- ACTIONS TO TAKE
- a) In the article on loading Wunderground data in Celsius with selenium, what is the ID of the button that gets clicked first?
- b) Write the next part of the article on loading Wunderground data in Celsius with selenium, starting after its final sentence.

This article is related to my other wunderground scraper article, and will explain how to use selenium driver in order to load the data directly in Celsius. If you are landing on this article, I suggest that you first check out the Wunderground Scraper article for better understanding.
Since by default Wunderground loads the data in Fahrenheit, we need to perform several clicks to instruct the page to load the data in Celsius. Please note that this loads the whole data in metric units. So the wind speed, pressure and precipitation will also be in metric units.
The initial function that would load the data in Fahrenheit looked like this:
def render_page(url):
driver = webdriver.Chrome('path_to/chromedriver')
driver.get(url)
time.sleep(3)
r = driver.page_source
driver.quit()
return r
In order to do instruct the website to load data in Celsius, we need to slightly change the render function as shown below:
def render_page(url):
driver = webdriver.Chrome('path_to/chromedriver')
driver.get(url)
time.sleep(3)
element = WebDriverWait(driver, 10).until(
EC.presence_of_element_located((By.ID, 'wuSettings'))
)
element.click()
element = WebDriverWait(driver, 10).until(
EC.presence_of_element_located((By.XPATH, '//*[@id="wuSettings-quick"]/div/a[2]')))
element.click()
time.sleep(3)
r = driver.page_source
driver.quit()
return r
What we are doing here is defining a clickable element by finding the button ID. Let's use the Lisboa weather history Wunderground page as an example. If you open this page and right-click, inspect the settings button in the top right corner you will see something like the below:
As you see the button ID that we want to first click is 'wuSettings' (the first highlighted rectangle). Therefore, we use this to define the first clickable element and click it. Once this opens, we have a second button in order to change the data to Celsius. If you see the inspect element section here (second rectangle), the two button options for Fahrenheit/Celsius are under a div tag, then each under a separate a tag. In this case we are looking for the second a tag, therefore its path being "//*[@id="wuSettings-quick"]/div/a[2]". With this we define a second clickable element and click it. We let the page load and we get the page resources.

- RECORD EXTRACTS
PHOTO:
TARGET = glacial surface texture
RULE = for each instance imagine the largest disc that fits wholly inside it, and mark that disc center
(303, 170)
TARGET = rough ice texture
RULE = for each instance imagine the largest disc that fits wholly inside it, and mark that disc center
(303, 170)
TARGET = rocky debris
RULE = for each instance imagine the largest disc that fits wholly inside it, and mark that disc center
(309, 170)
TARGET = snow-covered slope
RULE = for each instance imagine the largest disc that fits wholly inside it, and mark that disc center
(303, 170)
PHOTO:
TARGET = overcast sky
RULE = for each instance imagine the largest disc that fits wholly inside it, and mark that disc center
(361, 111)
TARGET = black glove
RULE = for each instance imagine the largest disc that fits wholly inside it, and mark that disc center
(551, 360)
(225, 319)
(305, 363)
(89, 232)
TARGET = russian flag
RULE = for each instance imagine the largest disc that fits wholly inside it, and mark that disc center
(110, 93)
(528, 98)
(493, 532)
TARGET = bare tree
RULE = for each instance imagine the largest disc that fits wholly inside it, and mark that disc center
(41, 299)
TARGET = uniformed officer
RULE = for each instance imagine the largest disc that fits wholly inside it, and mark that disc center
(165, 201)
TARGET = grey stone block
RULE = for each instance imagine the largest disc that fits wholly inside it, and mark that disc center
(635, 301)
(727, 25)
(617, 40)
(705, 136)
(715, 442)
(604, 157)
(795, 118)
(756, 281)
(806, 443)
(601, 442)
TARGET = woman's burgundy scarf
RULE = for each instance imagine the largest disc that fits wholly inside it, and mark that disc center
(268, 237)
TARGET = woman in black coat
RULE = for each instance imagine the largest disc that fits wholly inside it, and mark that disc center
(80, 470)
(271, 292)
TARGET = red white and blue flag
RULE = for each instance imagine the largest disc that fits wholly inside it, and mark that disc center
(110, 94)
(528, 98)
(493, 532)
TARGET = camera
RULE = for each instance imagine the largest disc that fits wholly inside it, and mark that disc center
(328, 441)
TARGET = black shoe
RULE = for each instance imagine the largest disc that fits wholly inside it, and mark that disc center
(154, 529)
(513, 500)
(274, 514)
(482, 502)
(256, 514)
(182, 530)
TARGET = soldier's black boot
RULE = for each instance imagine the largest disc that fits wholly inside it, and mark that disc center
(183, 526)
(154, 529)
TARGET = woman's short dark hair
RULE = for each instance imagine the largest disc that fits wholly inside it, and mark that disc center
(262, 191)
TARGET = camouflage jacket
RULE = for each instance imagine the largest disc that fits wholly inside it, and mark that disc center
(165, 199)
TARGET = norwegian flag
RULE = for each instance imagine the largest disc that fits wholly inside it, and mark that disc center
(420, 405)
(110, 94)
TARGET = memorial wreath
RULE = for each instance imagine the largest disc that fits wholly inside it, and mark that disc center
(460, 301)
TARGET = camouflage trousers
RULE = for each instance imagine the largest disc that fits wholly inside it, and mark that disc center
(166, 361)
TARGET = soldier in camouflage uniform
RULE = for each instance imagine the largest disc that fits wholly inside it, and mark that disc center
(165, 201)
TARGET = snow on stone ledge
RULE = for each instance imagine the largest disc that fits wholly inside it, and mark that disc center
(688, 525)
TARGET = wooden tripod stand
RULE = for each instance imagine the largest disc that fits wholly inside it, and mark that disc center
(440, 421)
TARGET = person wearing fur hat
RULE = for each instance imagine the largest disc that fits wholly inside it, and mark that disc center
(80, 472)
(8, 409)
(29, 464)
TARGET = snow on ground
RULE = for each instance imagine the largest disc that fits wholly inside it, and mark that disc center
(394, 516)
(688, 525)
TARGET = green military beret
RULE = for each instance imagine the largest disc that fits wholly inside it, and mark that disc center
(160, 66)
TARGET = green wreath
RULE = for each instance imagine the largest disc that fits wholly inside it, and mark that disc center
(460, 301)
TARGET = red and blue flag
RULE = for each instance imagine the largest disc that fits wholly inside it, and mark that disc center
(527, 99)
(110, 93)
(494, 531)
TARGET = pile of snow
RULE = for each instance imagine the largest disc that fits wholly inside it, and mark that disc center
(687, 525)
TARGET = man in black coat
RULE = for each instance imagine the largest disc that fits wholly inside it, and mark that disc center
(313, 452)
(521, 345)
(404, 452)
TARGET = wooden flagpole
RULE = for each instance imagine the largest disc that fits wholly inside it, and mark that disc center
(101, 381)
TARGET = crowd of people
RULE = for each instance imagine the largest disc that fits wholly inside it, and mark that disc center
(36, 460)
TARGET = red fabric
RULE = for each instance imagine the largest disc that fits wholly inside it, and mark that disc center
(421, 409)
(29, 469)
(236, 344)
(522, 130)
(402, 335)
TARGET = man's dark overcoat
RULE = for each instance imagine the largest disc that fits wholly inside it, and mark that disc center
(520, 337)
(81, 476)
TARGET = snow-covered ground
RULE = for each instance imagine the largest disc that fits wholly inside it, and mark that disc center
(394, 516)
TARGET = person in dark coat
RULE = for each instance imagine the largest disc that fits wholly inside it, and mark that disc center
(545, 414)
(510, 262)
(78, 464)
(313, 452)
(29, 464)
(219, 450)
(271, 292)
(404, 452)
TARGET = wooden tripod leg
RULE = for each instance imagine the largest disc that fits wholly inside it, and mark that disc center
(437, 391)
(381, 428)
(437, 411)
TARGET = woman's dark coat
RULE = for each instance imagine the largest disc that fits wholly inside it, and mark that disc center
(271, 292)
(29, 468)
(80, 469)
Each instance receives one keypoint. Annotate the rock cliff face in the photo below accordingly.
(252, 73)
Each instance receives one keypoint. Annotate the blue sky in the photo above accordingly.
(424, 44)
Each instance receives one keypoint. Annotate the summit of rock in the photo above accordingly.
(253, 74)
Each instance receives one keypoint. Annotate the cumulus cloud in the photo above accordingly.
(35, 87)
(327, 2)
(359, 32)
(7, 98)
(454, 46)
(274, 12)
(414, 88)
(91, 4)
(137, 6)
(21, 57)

- ANSWERS TO THE EXERCISES
- a) The first button clicked has the ID 'wuSettings'.

- b)
Please note, that sometimes the pages load slower in which case you might need to increase the time.sleep(3) command from 3 to 5 or more if necessary. Now that the render function is updated, you can just replace the old one with this one, inlcude the remainder of the code (shown below) and your data will be extracted in metric units.
def scraper(page,dates):
output = pd.DataFrame()
for d in dates:
url = str(str(page)+str(d))
r = render_page(url)
soup = BS(r, "html.parser")
container = soup.find('lib-city-history-observation')
check = container.find('tbody')
data=[]
for c in check.find_all('tr',class_='ng-star-inserted'):
for i in c.find_all('td',class_='ng-star-inserted'):
trial = i.text
trial = trial.strip(' ')
data.append(trial)
if round(len(data)/17-1)==31:
Temperature = pd.DataFrame([data[32:128][x:x+3] for x in range(0, len(data[32:128]),3)][1:],columns=['Temp_max','Temp_avg','Temp_min'])
Dew_Point = pd.DataFrame([data[128:224][x:x+3] for x in range(0, len(data[128:224]),3)][1:],columns=['Dew_max','Dew_avg','Dew_min'])
Humidity = pd.DataFrame([data[224:320][x:x+3] for x in range(0, len(data[224:320]),3)][1:],columns=['Hum_max','Hum_avg','Hum_min'])
Wind = pd.DataFrame([data[320:416][x:x+3] for x in range(0, len(data[320:416]),3)][1:],columns=['Wind_max','Wind_avg','Wind_min'])
Pressure = pd.DataFrame([data[416:512][x:x+3] for x in range(0, len(data[416:512]),3)][1:],columns=['Pres_max','Pres_avg','Pres_min'])
Date = pd.DataFrame(data[:32][1:],columns=data[:1])
Precipitation = pd.DataFrame(data[512:][1:],columns=['Precipitation'])
print(str(str(d)+' finished!'))
elif round(len(data)/17-1)==28:
Temperature = pd.DataFrame([data[29:116][x:x+3] for x in range(0, len(data[29:116]),3)][1:],columns=['Temp_max','Temp_avg','Temp_min'])
Dew_Point = pd.DataFrame([data[116:203][x:x+3] for x in range(0, len(data[116:203]),3)][1:],columns=['Dew_max','Dew_avg','Dew_min'])
Humidity = pd.DataFrame([data[203:290][x:x+3] for x in range(0, len(data[203:290]),3)][1:],columns=['Hum_max','Hum_avg','Hum_min'])
Wind = pd.DataFrame([data[290:377][x:x+3] for x in range(0, len(data[290:377]),3)][1:],columns=['Wind_max','Wind_avg','Wind_min'])
Pressure = pd.DataFrame([data[377:464][x:x+3] for x in range(0, len(data[377:463]),3)][1:],columns=['Pres_max','Pres_avg','Pres_min'])
Date = pd.DataFrame(data[:29][1:],columns=data[:1])
Precipitation = pd.DataFrame(data[464:][1:],columns=['Precipitation'])
print(str(str(d)+' finished!'))
elif round(len(data)/17-1)==29:
Temperature = pd.DataFrame([data[30:120][x:x+3] for x in range(0, len(data[30:120]),3)][1:],columns=['Temp_max','Temp_avg','Temp_min'])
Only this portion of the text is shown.